═══ Provided records

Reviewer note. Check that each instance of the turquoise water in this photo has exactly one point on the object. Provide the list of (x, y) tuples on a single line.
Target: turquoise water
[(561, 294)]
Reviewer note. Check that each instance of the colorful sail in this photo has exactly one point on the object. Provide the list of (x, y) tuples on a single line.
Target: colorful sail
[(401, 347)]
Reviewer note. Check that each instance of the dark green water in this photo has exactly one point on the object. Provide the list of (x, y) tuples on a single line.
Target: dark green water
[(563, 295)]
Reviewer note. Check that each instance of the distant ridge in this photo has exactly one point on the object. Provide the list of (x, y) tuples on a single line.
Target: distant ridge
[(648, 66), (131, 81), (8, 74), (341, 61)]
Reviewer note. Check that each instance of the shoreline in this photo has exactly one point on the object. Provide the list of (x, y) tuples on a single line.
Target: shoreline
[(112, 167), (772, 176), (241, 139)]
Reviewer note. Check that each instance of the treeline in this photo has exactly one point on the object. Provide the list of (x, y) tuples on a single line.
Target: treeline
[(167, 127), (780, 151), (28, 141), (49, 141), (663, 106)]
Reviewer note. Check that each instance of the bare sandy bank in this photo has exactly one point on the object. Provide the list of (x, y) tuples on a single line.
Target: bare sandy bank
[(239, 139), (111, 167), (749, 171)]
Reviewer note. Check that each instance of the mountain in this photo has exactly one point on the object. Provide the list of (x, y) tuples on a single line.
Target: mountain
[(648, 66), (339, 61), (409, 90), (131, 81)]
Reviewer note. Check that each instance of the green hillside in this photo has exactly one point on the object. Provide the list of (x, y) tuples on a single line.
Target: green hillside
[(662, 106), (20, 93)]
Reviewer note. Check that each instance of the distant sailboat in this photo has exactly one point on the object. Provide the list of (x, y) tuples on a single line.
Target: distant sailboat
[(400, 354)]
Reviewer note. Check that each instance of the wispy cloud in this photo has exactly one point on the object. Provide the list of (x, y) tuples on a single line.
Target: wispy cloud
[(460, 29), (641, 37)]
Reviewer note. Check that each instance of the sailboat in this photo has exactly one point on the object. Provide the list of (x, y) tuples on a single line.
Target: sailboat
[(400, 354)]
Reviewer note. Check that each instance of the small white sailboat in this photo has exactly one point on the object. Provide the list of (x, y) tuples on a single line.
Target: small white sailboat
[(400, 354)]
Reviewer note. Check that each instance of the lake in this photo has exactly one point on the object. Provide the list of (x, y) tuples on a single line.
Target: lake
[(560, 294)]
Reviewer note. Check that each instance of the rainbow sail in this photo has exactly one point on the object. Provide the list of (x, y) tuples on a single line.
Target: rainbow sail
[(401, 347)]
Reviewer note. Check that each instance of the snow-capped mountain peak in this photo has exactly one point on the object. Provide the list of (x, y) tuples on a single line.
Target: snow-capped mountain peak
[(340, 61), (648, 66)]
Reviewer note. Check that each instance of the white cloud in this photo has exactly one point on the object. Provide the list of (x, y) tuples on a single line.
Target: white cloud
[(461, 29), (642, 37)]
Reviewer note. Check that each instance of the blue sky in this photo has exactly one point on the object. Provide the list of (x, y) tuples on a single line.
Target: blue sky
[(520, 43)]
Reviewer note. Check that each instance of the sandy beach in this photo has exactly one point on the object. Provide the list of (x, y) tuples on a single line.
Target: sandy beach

══════

Exercise description.
The records above are to be set down again exactly as written.

Solved problem.
Reviewer note. Check that each instance of the turquoise water in this photo has exactly one point on the object. Provide the list of (x, y) tuples on a single line.
Target: turquoise water
[(561, 294)]
Reviewer note. Check that each instance of the colorful sail in this photo has exactly one point on the object. Provide the list of (x, y) tuples on a single line.
Target: colorful sail
[(401, 347)]
Reviewer note. Check that each instance of the dark green water in this photo has exactly one point on the object. Provide the list of (x, y) tuples on a single line.
Target: dark green water
[(563, 295)]
Reviewer note. Check that each instance of the distant ridge in this photo has exactly one point on the object. Provide the list of (x, y) tuples on a single line.
Target: distant ridge
[(648, 66), (131, 81), (8, 74), (341, 61)]
Reviewer note. Check that each instance of the shoreline in this photo has exactly one point on the object. Provide the list of (x, y) tuples on a single line.
Target: shoreline
[(112, 167), (772, 176), (241, 139)]
Reviewer note. Check that each instance of the treeline in this photo has exactly one point on the object. Provide the list of (x, y) tuples on a single line.
Target: treeline
[(167, 127), (780, 151), (28, 141), (49, 141), (663, 106)]
Reviewer note. Check that each instance of the bare sandy bank in this photo has exactly one point on the object. Provide the list of (x, y) tuples on a single line.
Target: bare sandy bank
[(239, 139), (111, 167), (749, 171)]
Reviewer note. Check that each instance of the mountain in this photo has exactly one point on the object. Provide the list of (x, y) tuples on a single line.
Target: mountain
[(648, 66), (339, 61), (409, 90), (131, 81)]
Reviewer note. Check that each instance of the green hillside in this photo has exactly one point on the object. Provide the list of (x, y) tuples on a single line.
Target: green hillside
[(662, 106), (20, 93)]
Reviewer note. Check that each instance of the distant sailboat in this photo has exactly one point on the object. Provide the list of (x, y) tuples on a single line.
Target: distant sailboat
[(400, 354)]
Reviewer note. Check that each instance of the wispy cloud in this photo has exactly one point on the object. Provide the list of (x, y) tuples on a single line.
Target: wispy cloud
[(460, 29), (641, 37)]
Reviewer note. Check that each instance of the sailboat in this photo has exactly one point on the object. Provide the list of (x, y) tuples on a single line.
Target: sailboat
[(400, 354)]
Reviewer note. Check that each instance of the small white sailboat in this photo has exactly one point on the object. Provide the list of (x, y) tuples on a single line.
Target: small white sailboat
[(400, 354)]
Reviewer note. Check that each instance of the lake in this photo has exactly one point on the object. Provide the list of (x, y) tuples on a single line.
Target: lake
[(560, 294)]
Reviewer note. Check that each instance of the rainbow sail in this photo has exactly one point on the object. Provide the list of (x, y) tuples on a single line.
Target: rainbow sail
[(401, 347)]
Reviewer note. Check that each instance of the snow-capped mountain peak in this photo has exactly one point on the object. Provide the list of (x, y) tuples on a single line.
Target: snow-capped mountain peak
[(340, 61), (648, 66)]
Reviewer note. Check that each instance of the white cloud in this photo has exactly one point on the object. Provide the list of (x, y) tuples on a single line.
Target: white cloud
[(461, 29), (642, 37)]
Reviewer note. Check that each instance of the blue sky in this photo has exactly one point on the object. Provide the list of (x, y) tuples on a single line.
Target: blue sky
[(520, 43)]
Reviewer note. Check that each instance of the sandy beach in this photo has exactly one point on the object. Provide the list of (x, y) tuples on a single line.
Target: sandy beach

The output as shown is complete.